JDK-8227369 : pd_disjoint_words_atomic() needs to be atomic
  • Type: Bug
  • Component: hotspot
  • Sub-Component: runtime
  • Affected Version: 14
  • Priority: P4
  • Status: Resolved
  • Resolution: Fixed
  • OS: generic
  • CPU: generic
  • Submitted: 2019-07-07
  • Updated: 2022-03-07
  • Resolved: 2022-03-01
The Version table provides details related to the release that this issue/RFE will be addressed.

Unresolved : Release in which this issue/RFE will be addressed.
Resolved: Release in which this issue/RFE has been resolved.
Fixed : Release in which this issue/RFE has been fixed. The release containing this fix may be available for download as an Early Access Release or a General Availability Release.

To download the current JDK release, click here.

- **Information shown**:
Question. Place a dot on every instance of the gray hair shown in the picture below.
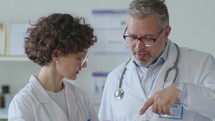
(144, 8)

- **What to do**:
In the bug report, on what date was the issue resolved?

- **Result for this task**:
2022-03-01